'''
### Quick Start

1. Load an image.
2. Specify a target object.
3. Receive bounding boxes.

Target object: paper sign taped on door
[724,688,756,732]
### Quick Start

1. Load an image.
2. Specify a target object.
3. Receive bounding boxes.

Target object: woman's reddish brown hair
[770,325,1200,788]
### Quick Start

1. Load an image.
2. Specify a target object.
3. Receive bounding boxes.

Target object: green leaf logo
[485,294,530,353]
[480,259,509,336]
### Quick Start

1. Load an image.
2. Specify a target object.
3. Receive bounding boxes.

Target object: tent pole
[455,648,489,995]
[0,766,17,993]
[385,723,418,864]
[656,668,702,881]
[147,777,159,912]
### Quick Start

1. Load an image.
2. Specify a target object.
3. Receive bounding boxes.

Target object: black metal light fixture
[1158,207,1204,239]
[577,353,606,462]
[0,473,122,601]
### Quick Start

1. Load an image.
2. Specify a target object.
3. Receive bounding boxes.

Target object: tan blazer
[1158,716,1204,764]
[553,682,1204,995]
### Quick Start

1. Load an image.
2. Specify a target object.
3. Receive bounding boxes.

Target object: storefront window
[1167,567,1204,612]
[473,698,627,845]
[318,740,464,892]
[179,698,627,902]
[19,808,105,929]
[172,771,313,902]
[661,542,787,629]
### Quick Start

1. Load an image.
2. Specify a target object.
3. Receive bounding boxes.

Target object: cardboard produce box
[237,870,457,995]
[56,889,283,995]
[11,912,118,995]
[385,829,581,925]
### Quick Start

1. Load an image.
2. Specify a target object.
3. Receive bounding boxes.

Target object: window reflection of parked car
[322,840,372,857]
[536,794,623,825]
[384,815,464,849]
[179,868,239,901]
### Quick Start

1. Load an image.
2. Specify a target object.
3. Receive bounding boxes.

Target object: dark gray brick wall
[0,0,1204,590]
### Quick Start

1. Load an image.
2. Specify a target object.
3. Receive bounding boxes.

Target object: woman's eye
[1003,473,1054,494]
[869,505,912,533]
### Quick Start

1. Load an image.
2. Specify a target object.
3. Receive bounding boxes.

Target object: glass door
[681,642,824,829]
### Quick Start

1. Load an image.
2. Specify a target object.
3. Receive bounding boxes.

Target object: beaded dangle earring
'''
(What you will do) Quote the entire listing above exactly.

(Task response)
### Quick Start

1. Load an image.
2. Specify a target object.
3. Receive bounding boxes.

Target object: paper sign taped on door
[724,688,756,732]
### Quick Start

1. Load an image.
2. Specify a target object.
3. Receive bounding boxes.

Target object: woman's reddish brown hair
[770,325,1200,788]
### Quick Start

1. Load an image.
2. Specify a target object.
3. Receive bounding boxes.

Target object: green leaf logo
[485,294,530,353]
[480,259,509,336]
### Quick Start

1. Load an image.
2. Specify a target object.
3. Receive bounding boxes.

Target object: tent pole
[455,648,489,995]
[0,766,17,993]
[385,723,418,864]
[656,668,702,881]
[147,777,159,912]
### Quick Start

1. Load an image.
2. Specify a target object.
3. Receive bounding boxes.

Target object: black metal light fixture
[1158,207,1204,239]
[577,353,606,462]
[0,473,122,601]
### Quick Start

1. Load an image.
2. Specify a target object.
3. Receive bounding boxes.

Target object: tan blazer
[1158,716,1204,764]
[553,682,1204,995]
### Quick Start

1. Load an image.
2. Specify a target object.
3. Receive bounding boxes.

Target object: storefront window
[1167,567,1204,612]
[473,698,627,845]
[318,740,464,892]
[179,698,627,902]
[19,808,105,929]
[172,771,313,902]
[661,542,787,629]
### Quick Start

1. Load an image.
2. Specify a target object.
3. Receive bounding boxes.

Target object: cardboard produce box
[237,870,457,995]
[56,889,283,995]
[11,912,118,995]
[385,829,581,925]
### Quick Start

1. Load an image.
2. Specify a target object.
3. Receive bounding boxes.

Target object: window reflection of parked car
[322,840,372,857]
[536,794,623,825]
[384,815,464,849]
[179,868,239,901]
### Quick Start

1. Load an image.
2. Specify a target object.
3. Receive bounding boxes.

Target object: dark gray brick wall
[0,0,1204,590]
### Quick Start

1. Load an image.
2. Specify a target object.
3. Receive bounding boxes.

Target object: woman's eye
[1003,473,1054,494]
[869,505,912,533]
### Quick Start

1. Load an image.
2. Specify a target object.
3. Receive bounding boxes.

Target object: glass door
[681,642,824,829]
### Quick Start

1. Load an image.
2. Specify a target object.
3. Receive bounding boxes.

Target object: beaded dangle earring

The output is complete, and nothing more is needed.